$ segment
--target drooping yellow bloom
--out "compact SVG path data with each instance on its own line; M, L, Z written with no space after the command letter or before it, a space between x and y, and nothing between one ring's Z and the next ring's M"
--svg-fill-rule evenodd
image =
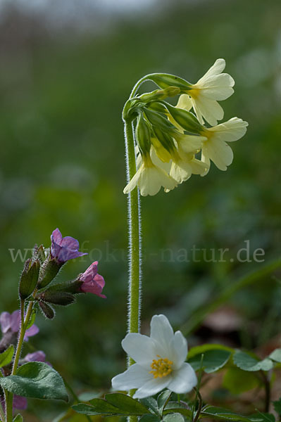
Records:
M233 78L222 73L225 60L218 58L199 80L191 86L188 94L180 96L177 107L189 110L192 107L198 120L204 124L203 117L211 126L223 118L223 110L218 101L225 100L234 92Z
M163 186L169 191L177 186L177 181L166 171L155 165L149 155L142 157L142 162L135 176L124 188L124 193L128 193L137 185L142 196L156 195Z
M225 123L213 127L204 128L202 134L207 140L203 144L201 160L207 166L204 176L208 172L211 160L220 170L226 170L232 162L232 150L227 142L237 141L246 133L248 122L238 117L232 117Z

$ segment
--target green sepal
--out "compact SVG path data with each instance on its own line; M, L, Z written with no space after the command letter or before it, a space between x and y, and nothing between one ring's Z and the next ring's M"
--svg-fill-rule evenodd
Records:
M61 305L61 306L67 306L75 302L75 298L71 293L68 292L55 292L46 290L43 293L37 296L39 300L52 303L53 305Z
M15 347L13 345L11 345L3 353L0 353L0 368L11 364L14 352Z
M39 269L39 260L32 261L30 258L25 261L19 286L20 297L23 300L28 298L35 290L38 281Z
M160 88L164 89L168 87L176 87L181 91L186 92L192 89L192 84L185 79L168 73L152 73L147 77L148 80L153 81Z
M48 318L48 319L53 319L55 317L55 311L49 305L39 300L39 306L46 318Z
M0 378L0 385L10 392L25 397L68 401L63 378L44 362L22 365L16 375Z
M41 267L38 289L48 286L56 277L62 266L63 264L58 262L55 258L45 261Z

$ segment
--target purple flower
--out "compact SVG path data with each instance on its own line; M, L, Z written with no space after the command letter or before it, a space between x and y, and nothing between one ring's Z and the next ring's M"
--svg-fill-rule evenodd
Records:
M9 330L12 333L18 333L20 327L20 312L18 309L13 314L8 312L2 312L0 315L0 326L3 334L7 333ZM25 331L24 340L28 341L28 338L35 335L39 333L39 328L33 324Z
M51 256L52 258L56 258L61 264L64 264L69 260L87 255L78 251L78 241L70 236L63 238L58 229L56 229L51 234Z
M86 271L80 276L79 279L82 281L80 286L81 291L87 293L94 293L100 298L106 298L101 294L105 281L104 277L98 274L98 262L93 262Z

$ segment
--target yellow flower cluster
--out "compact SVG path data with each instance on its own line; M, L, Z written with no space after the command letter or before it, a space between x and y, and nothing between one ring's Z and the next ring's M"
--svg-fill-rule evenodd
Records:
M192 174L205 176L211 161L220 170L227 170L233 160L227 143L242 138L248 123L232 117L218 124L223 118L218 101L234 92L233 79L222 73L225 67L225 60L218 59L194 84L165 74L150 77L154 80L155 75L154 82L164 89L136 97L132 102L137 115L137 170L124 193L137 186L144 196L156 194L161 186L168 192ZM178 87L173 87L173 84ZM175 107L162 99L168 89L181 94ZM190 112L192 108L195 115ZM210 127L204 125L204 120Z

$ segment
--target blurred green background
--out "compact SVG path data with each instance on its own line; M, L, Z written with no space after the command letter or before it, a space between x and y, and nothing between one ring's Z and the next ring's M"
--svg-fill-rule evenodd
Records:
M168 194L142 199L143 332L157 312L175 328L186 327L239 277L276 259L280 248L279 0L114 4L10 1L0 9L0 310L18 306L23 264L20 257L13 262L13 253L35 243L49 246L56 227L89 252L70 262L61 281L99 261L107 299L81 295L76 305L58 309L56 322L39 315L40 333L26 349L44 350L77 392L108 389L125 367L121 112L144 75L166 72L194 83L224 58L236 82L235 94L221 103L225 119L237 115L249 126L232 144L235 160L226 172L213 165L206 177L193 176ZM251 262L241 262L236 254L245 241ZM230 251L224 262L206 262L202 251L194 262L192 247L205 248L207 260L211 248ZM253 260L256 248L264 250L264 262ZM225 332L201 318L189 344L217 340L254 348L271 341L280 325L280 290L270 274L259 277L225 304L218 319ZM232 336L230 313L230 325L232 315L238 318ZM30 400L28 420L48 421L65 408L40 407Z

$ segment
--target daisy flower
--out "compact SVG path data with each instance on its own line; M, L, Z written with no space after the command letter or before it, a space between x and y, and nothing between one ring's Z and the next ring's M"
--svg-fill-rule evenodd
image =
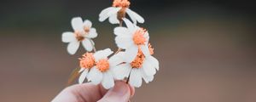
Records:
M79 72L82 72L79 78L79 83L83 83L85 77L88 75L89 71L95 66L96 62L93 56L93 53L85 53L83 54L82 58L80 60L80 71Z
M136 58L138 49L141 49L145 56L150 55L147 47L149 39L148 32L145 29L133 25L127 19L124 19L124 21L127 28L116 27L113 33L116 35L117 46L125 49L125 61L131 62Z
M150 55L145 56L139 48L136 59L132 62L123 63L113 68L116 79L122 80L129 77L129 84L136 88L142 85L143 78L146 83L153 81L156 70L159 70L159 61L151 56L154 53L151 45L148 44L147 47L148 47ZM126 57L125 54L120 55L123 58Z
M74 54L79 48L80 42L87 51L91 51L94 42L91 38L97 37L96 30L91 27L92 23L85 20L83 22L82 18L75 17L71 20L73 32L66 31L62 33L62 42L69 42L67 45L67 52Z
M90 59L95 60L95 65L92 65L91 63L93 61L90 62L90 64L91 65L89 65L89 66L92 67L90 68L88 75L83 75L81 81L84 80L84 77L87 77L88 81L90 81L93 84L96 85L102 83L103 88L105 88L106 89L113 88L114 85L114 79L111 69L113 67L115 67L117 65L120 64L122 61L116 55L113 55L111 58L108 59L108 56L109 56L113 53L113 52L111 51L109 48L96 52L93 54L93 59ZM87 74L85 70L83 73Z
M144 23L144 19L136 12L129 8L130 2L128 0L113 0L112 7L103 9L99 14L100 21L104 21L109 18L111 24L119 24L125 17L125 14L130 16L133 23Z

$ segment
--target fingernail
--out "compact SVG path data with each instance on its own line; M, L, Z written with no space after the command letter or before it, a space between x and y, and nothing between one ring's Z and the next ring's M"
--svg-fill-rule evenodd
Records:
M123 96L123 95L126 94L127 93L129 94L129 92L128 92L129 88L123 82L116 82L115 86L110 91L117 94L118 95Z

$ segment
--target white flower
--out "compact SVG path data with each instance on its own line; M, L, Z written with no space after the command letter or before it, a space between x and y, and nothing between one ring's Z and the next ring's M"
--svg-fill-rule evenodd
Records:
M88 81L90 81L93 84L102 83L106 89L113 88L114 79L112 68L120 64L122 60L115 55L108 59L108 56L112 54L113 51L109 48L96 52L93 54L96 65L90 68L88 75L85 75L87 76L83 76L81 80L84 80L84 77L87 77Z
M149 49L153 52L150 47ZM150 52L150 54L153 53ZM123 52L119 53L119 55L123 58L126 57ZM113 68L116 79L122 80L129 77L129 84L136 88L141 87L143 78L146 83L152 82L156 70L159 70L159 61L151 55L145 56L141 49L132 62L120 64Z
M79 78L79 83L83 83L90 70L93 66L95 66L96 62L93 56L93 53L85 53L79 60L80 60L81 69L79 72L82 72L82 73Z
M115 37L117 46L125 49L125 61L131 62L136 58L139 48L145 56L150 55L147 47L149 40L148 32L145 29L133 25L127 19L124 19L124 21L127 28L116 27L113 33L117 35Z
M62 42L69 42L67 45L67 52L74 54L79 48L80 42L87 51L91 51L94 42L91 38L97 37L96 30L91 27L91 22L85 20L83 22L82 18L75 17L71 21L73 32L66 31L62 33Z
M109 18L108 20L111 24L119 24L127 13L133 23L137 24L137 21L144 23L144 19L142 16L129 8L130 2L128 0L114 0L112 6L101 12L99 14L100 21L104 21Z

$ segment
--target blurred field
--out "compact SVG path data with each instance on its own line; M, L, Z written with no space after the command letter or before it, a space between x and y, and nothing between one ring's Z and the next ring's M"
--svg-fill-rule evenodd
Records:
M185 11L178 8L152 15L147 14L148 10L143 13L148 16L143 26L149 31L160 69L152 82L136 88L131 100L255 102L254 16L224 13L221 8L210 14L207 9ZM12 24L17 26L3 26L0 28L1 102L50 101L65 88L70 72L79 66L78 58L84 53L82 48L73 56L67 53L67 44L61 41L61 32L72 30L71 18L67 18L59 20L66 22L55 20L55 24L50 23L53 20L47 23L38 20L43 26L34 25L36 20L26 27L20 26L26 23L15 21ZM114 26L109 26L94 24L99 33L94 40L97 49L117 49Z

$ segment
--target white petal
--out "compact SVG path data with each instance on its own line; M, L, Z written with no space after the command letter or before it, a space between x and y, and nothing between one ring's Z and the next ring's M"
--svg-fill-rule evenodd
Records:
M117 54L114 54L109 58L108 62L109 62L110 66L115 66L115 65L124 62L123 59L122 59L123 56L121 54L123 54L123 53L119 52Z
M62 33L62 42L72 42L72 41L74 41L76 40L76 37L73 34L73 32L63 32Z
M108 20L111 24L119 24L119 20L117 19L116 14L110 15Z
M142 86L143 79L142 79L142 74L137 68L133 68L130 74L130 79L129 83L131 86L134 86L136 88L139 88Z
M91 23L91 21L90 21L89 20L85 20L84 21L84 26L86 26L86 27L90 28L91 26L92 26L92 23Z
M124 49L130 48L133 44L133 41L131 37L123 37L118 36L114 38L114 41L119 48Z
M90 39L85 38L82 41L82 45L85 48L85 50L90 52L92 50L93 45L90 41Z
M126 27L115 27L113 29L113 33L117 36L127 37L131 36L130 31Z
M125 77L128 77L131 67L130 64L121 64L111 69L114 75L114 78L118 80L123 80Z
M117 14L117 13L121 9L121 7L119 8L115 8L113 9L109 10L109 12L108 13L108 17L113 15L113 14Z
M131 10L130 8L126 8L126 12L129 14L130 18L133 21L135 21L134 23L136 23L136 20L137 20L137 22L139 23L144 23L144 19L141 15L137 14L136 12Z
M95 66L89 71L87 78L88 81L91 81L93 84L97 85L102 82L102 73Z
M147 44L148 43L148 41L149 41L149 34L148 34L148 31L146 31L146 33L144 34L143 36L145 38L146 38L146 41L147 41Z
M106 89L109 89L110 88L113 88L114 85L113 82L113 77L110 71L107 71L103 73L103 79L102 82L103 88Z
M131 31L131 32L133 32L135 31L135 26L126 18L124 18L123 20L125 21L129 31Z
M106 48L104 50L99 50L94 54L94 58L97 61L101 59L106 59L108 55L113 52L110 48Z
M155 68L151 65L150 61L148 61L148 59L145 59L143 64L143 69L147 76L153 76L156 73Z
M150 53L149 53L149 49L148 49L148 44L146 45L141 45L141 49L142 52L143 53L143 54L147 57L147 56L150 56Z
M71 20L72 27L74 31L82 31L83 30L83 20L81 17L73 18Z
M85 69L79 76L79 82L83 83L88 73L88 69Z
M142 73L142 76L144 79L146 83L148 83L149 82L152 82L154 79L154 76L147 76L143 69L140 69L140 71Z
M97 35L96 30L95 28L90 28L90 32L86 37L89 38L95 38Z
M70 54L74 54L79 49L80 42L78 41L70 42L67 45L67 52Z
M85 68L80 68L79 72L82 72L83 71L84 71Z
M125 49L124 60L125 62L131 62L136 58L138 52L138 48L135 45L131 45L130 48Z
M148 60L150 60L150 63L152 64L152 65L157 70L159 71L159 61L153 56L148 56ZM146 58L146 59L148 59Z

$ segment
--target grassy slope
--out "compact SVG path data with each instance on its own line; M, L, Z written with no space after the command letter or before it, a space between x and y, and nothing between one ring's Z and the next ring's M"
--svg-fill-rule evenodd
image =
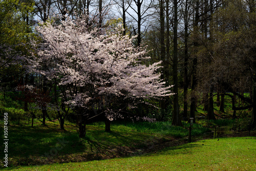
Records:
M24 167L13 170L255 170L256 138L200 141L142 156Z
M103 123L100 123L87 125L86 138L79 139L74 124L66 124L67 131L62 132L57 122L48 122L46 127L36 122L33 128L28 124L9 126L9 166L133 156L143 153L145 148L154 144L173 140L174 137L184 137L188 132L187 127L173 126L170 122L165 122L128 123L126 125L118 123L113 125L112 132L106 133ZM3 125L3 121L0 125ZM197 126L193 132L195 135L207 131ZM0 133L4 135L4 129L0 127ZM0 147L3 149L4 144ZM0 157L3 155L1 153Z

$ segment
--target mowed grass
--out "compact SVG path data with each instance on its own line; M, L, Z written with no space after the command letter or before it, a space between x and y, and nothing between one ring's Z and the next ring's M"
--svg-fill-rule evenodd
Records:
M26 166L12 170L255 170L256 138L222 138L110 160Z
M4 125L3 121L0 124ZM68 122L66 131L60 130L57 122L48 122L45 126L36 120L33 127L24 123L11 124L8 126L8 166L88 161L141 154L148 146L187 136L187 124L184 123L184 127L171 124L113 122L112 132L106 133L104 123L99 122L87 125L86 136L82 139L75 124ZM200 125L194 127L195 135L208 131ZM3 135L4 129L0 128ZM4 144L0 147L4 149ZM1 153L0 157L4 155Z

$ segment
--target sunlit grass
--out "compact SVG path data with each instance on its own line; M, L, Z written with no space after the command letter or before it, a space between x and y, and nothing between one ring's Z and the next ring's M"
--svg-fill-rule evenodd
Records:
M255 170L256 139L200 141L157 153L92 162L22 167L13 170Z

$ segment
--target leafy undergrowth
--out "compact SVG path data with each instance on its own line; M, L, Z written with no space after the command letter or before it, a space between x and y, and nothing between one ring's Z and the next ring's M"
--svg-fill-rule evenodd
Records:
M140 156L26 166L13 170L255 170L255 137L220 138Z

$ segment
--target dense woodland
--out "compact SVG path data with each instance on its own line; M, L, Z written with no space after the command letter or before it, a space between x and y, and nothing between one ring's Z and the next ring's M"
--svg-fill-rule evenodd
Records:
M104 120L106 131L116 119L196 122L199 105L216 119L217 104L218 117L246 110L256 126L254 0L3 0L0 7L0 110L11 121L57 119L65 130L69 120L82 137L92 121Z

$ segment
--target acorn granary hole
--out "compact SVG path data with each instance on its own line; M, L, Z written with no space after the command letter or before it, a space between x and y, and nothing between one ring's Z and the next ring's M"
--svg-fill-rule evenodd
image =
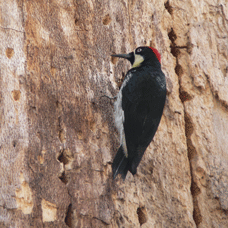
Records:
M140 226L147 222L147 213L145 207L138 207L137 214Z

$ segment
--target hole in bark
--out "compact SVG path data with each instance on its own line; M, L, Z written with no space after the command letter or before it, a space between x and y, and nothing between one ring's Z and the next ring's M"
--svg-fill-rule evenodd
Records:
M60 179L64 184L67 184L67 183L68 183L68 177L67 177L65 171L62 173L62 175L59 177L59 179Z
M7 48L6 49L6 56L11 59L14 56L14 50L13 48Z
M182 67L180 64L176 64L176 67L175 67L175 72L178 76L181 76L183 74L183 70L182 70Z
M181 99L181 102L184 103L185 101L191 100L192 97L186 91L181 91L180 92L180 99Z
M66 142L65 131L63 129L59 130L59 140L61 143Z
M104 25L108 25L110 24L110 22L112 21L111 17L109 14L107 14L104 18L103 18L103 24Z
M72 227L72 204L68 206L65 223L68 227Z
M172 44L174 44L175 40L177 39L177 35L173 31L173 28L171 28L171 31L168 33L169 39L171 40Z
M13 90L12 91L12 97L15 101L20 100L21 98L21 91L20 90Z
M198 200L197 200L197 198L194 195L193 195L193 208L194 208L193 209L193 219L194 219L194 221L196 223L196 226L198 227L198 225L202 222L202 215L200 213Z
M14 140L13 141L13 147L16 147L16 145L17 145L17 142Z
M172 14L173 8L172 8L172 6L170 6L169 0L164 5L165 5L165 8L167 9L167 11L169 12L169 14Z
M147 215L146 215L146 210L144 207L139 207L137 209L137 214L138 214L138 219L139 219L139 223L140 226L144 223L146 223L147 221Z
M116 64L117 61L118 61L118 58L117 58L117 57L111 56L111 62L112 62L113 64Z

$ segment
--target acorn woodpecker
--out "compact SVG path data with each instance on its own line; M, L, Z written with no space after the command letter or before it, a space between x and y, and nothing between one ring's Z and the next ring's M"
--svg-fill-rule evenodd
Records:
M128 170L134 175L162 117L166 99L166 80L161 56L155 48L138 47L129 54L113 57L128 59L127 72L115 101L115 124L120 147L112 164L113 179Z

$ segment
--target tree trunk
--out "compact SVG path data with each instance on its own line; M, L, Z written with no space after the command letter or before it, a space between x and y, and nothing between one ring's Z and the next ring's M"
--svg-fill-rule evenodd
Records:
M228 3L0 2L0 227L228 227ZM113 53L157 48L167 80L135 176L112 179Z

_ _ _ _

List every line in the items that contains the string "hole", matching case exactly.

--target acorn granary hole
--target hole in bark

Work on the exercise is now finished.